**DESCRIPTION OF THE TASK:** Which lines in the records contain the string "frame"? Gather every one of them in full, matching case exactly.

**WORKING DATA:**
## BEGIN

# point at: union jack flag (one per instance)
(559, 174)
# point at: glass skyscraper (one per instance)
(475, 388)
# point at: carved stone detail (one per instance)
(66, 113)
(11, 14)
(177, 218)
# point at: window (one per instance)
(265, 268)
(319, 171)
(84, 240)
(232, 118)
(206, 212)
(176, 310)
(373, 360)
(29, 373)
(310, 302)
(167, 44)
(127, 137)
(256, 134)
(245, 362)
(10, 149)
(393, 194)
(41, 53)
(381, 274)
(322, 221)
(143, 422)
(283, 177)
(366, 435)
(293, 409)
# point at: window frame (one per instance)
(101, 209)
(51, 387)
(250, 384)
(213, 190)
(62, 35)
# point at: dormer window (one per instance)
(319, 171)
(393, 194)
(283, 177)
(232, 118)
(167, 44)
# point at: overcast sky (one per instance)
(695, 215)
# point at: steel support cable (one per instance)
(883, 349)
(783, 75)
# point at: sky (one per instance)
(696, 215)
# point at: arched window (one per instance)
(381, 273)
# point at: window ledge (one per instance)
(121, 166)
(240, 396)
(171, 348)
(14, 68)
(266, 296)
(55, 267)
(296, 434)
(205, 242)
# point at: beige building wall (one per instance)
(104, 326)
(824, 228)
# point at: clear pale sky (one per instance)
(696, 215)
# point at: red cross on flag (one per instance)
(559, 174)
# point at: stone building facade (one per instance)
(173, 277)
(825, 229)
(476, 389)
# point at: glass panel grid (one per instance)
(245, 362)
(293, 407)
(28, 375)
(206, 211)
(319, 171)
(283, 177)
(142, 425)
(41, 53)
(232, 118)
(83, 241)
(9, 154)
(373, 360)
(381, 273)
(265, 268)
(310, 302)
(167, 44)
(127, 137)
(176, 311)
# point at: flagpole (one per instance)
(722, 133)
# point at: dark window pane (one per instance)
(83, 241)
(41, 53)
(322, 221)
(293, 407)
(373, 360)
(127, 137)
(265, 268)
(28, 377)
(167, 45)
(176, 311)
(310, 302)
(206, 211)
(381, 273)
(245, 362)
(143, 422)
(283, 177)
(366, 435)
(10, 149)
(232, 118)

## END
## BEGIN

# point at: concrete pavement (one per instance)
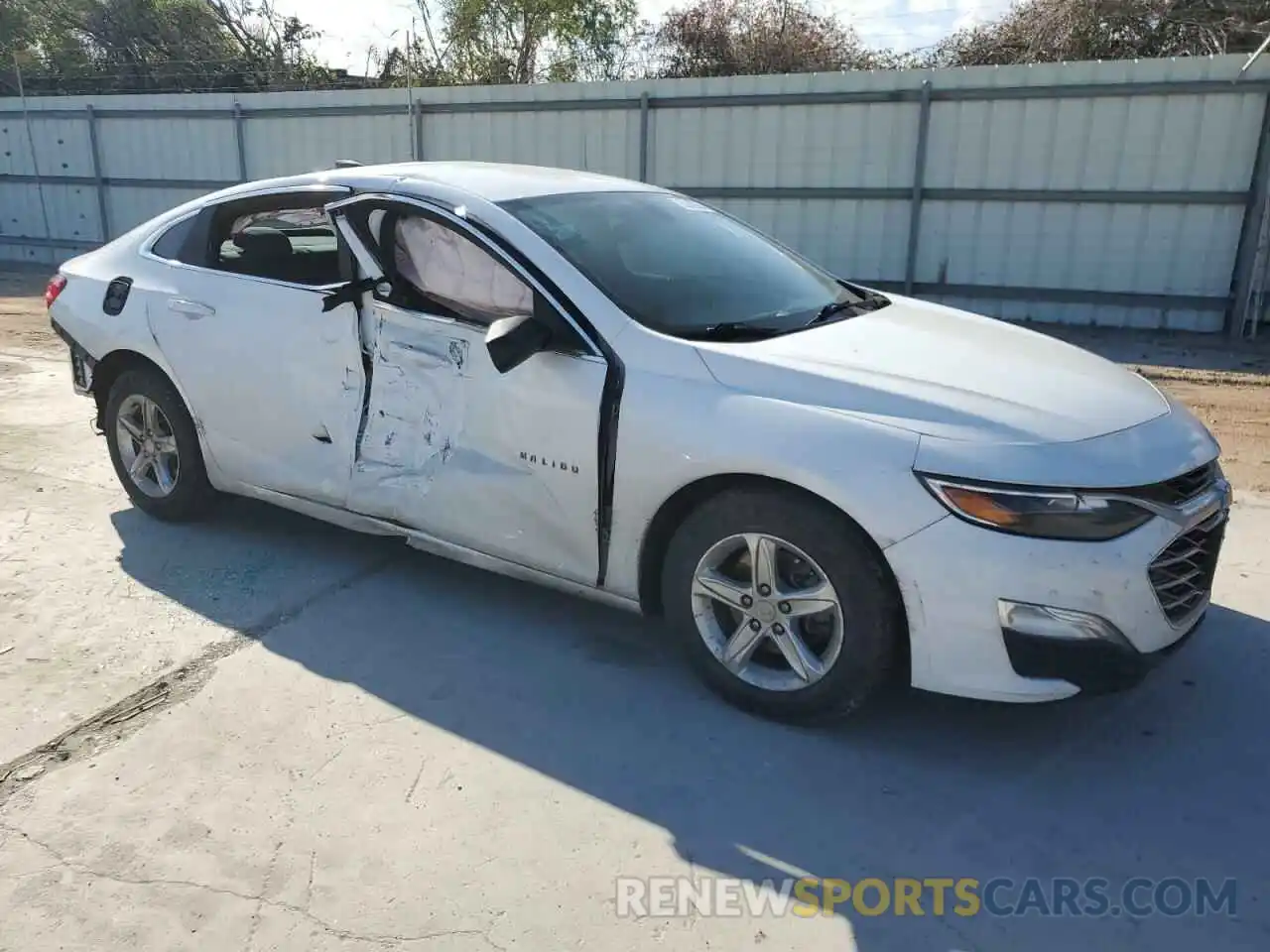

## END
## BEGIN

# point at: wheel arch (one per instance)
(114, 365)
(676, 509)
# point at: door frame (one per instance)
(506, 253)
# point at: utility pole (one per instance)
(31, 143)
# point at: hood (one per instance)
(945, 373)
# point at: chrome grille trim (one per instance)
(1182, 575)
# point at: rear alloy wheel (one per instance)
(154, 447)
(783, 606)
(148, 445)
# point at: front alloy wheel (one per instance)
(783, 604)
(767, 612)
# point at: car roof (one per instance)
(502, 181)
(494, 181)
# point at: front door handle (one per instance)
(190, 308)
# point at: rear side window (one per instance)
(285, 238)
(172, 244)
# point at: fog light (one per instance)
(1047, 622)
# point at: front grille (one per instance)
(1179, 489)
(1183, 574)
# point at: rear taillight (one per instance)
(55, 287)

## END

**OUTPUT OF THE TASK:**
# point at: window frame (one per instance)
# point at: door frame (one per instance)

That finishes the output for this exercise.